Testo presentato »
━━━━
Della pagina che propongo mi duole però sommamente non essere in grado di definirne l’autore e neanche l’opera, o il lavoro, dalla quale è stata tratta. La prima tentazione è stata quella di riporla, saltarla, per passare ad altre pagine non meno importanti di riflessioni sull’arte dell’educare.
Ma la sua rilettura mi ha infine convinto della necessità della sua pubblicazione; in essa infatti si fa quasi l’elogio, irrituale, dell’insolenza giovanile.
E quale educatore non si è trovato a dover fare i conti con l’insolenza dei ragazzi che la sorte gli ha affidato?
E quali sono state le risposte a quel sintomo scomodo, così come lo definisce il nostro misterioso autore, che ciascuno di noi ha opposto alla insolenza del ragazzo?
Anche il misterioso nostro autore riconosce alla pedagogia più una valenza artistica che una valenza scientifica, ed annota come importante per l’arte dell’educare sia l’ascendente che la persona dell’educatore esercita sui discenti, per la qualcosa il più delle volte l’adesione dei ragazzi si coglie nei confronti della persona che insegna piuttosto che nelle nozioni dalla stessa persona impartite.
━━━━
Record forniti »
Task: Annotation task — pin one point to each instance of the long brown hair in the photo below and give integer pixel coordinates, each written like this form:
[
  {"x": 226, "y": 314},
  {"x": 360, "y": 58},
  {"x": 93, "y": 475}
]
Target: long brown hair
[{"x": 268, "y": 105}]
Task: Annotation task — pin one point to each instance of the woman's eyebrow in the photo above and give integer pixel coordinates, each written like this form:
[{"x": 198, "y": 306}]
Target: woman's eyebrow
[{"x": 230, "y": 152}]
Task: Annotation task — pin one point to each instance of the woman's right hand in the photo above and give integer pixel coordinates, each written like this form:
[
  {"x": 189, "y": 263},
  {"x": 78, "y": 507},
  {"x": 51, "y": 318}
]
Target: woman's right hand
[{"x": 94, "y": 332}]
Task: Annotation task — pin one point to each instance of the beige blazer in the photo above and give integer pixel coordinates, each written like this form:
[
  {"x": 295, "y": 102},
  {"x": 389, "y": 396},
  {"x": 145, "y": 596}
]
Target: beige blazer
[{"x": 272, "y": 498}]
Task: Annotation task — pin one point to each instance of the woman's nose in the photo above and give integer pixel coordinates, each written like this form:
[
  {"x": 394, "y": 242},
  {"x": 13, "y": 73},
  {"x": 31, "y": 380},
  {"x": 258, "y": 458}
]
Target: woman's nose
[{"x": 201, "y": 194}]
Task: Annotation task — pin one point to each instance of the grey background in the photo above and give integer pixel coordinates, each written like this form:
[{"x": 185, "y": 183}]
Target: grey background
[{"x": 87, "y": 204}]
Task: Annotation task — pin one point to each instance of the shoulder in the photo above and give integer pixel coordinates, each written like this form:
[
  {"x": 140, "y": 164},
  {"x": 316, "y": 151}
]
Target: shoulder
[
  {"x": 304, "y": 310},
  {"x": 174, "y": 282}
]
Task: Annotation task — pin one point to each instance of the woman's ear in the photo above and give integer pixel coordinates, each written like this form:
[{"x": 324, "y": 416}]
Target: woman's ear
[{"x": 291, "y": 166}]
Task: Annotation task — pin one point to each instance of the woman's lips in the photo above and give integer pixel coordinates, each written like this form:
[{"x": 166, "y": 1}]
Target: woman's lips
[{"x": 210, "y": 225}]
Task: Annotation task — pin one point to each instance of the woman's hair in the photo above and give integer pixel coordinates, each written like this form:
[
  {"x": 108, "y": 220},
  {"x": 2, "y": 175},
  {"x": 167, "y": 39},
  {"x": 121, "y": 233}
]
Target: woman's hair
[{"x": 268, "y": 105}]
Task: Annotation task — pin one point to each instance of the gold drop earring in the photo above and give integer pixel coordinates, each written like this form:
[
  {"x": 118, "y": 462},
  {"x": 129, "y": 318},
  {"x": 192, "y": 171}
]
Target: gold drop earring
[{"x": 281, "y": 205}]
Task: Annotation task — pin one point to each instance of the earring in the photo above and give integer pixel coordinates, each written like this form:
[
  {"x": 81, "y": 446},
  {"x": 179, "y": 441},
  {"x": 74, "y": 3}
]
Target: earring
━━━━
Compito da svolgere »
Riprenda il testo sull'arte dell'educare dal punto in cui si interrompe e lo prosegua dopo l'ultima frase. I record costituiscono materiale a sé stante, distinto dal testo sull'arte dell'educare.

Risultato prodotto »
E nell’arte dell’educare uno spazio importante è rappresentato dalla crescita deliberatamente indotta “dell’irriverenza e della dissidenza ragionata“, la qualcosa rende maggiormente liberi gli uomini e ne realizza una maturazione intellettuale più completa; sarà di quei cittadini che in seguito sapranno cogliere anche la libertà della satira politica e sociale e che renderà più libere e coscienti le società democratiche.
“(...) E’ necessario ricordare che non è possibile alcun processo educativo senza un po’ di disciplina? (...) La stessa etimologia latina della parola (che deriva da discipulina, composto a sua volta da discere, insegnare, e la voce che denomina i bambini, puer o puella) lega direttamente la disciplina all’insegnamento.
... coloro che insegnano devono saper apprezzare le virtù di una certa “insolenza“ dei neofiti. L’insolenza non è arroganza né brutalità, ma l’affermazione, ancora esitante, dell’autonomia individuale e dello spirito critico che non prende tutto per verità rivelata.
... “l’insolenza non è altro che la capacità dell’uomo di interrogarsi nell’esercizio della sua libertà, una capacità rivolta verso gli altri, verso il sociale, verso ciò che è preesistente, verso ciò con cui bisogna saper vivere e a cui non è obbligatorio aderire”.
(...) Per un maestro assennato l’insolenza occasionale dei suoi alunni è un sintomo positivo, anche se a momenti può risultare scomodo.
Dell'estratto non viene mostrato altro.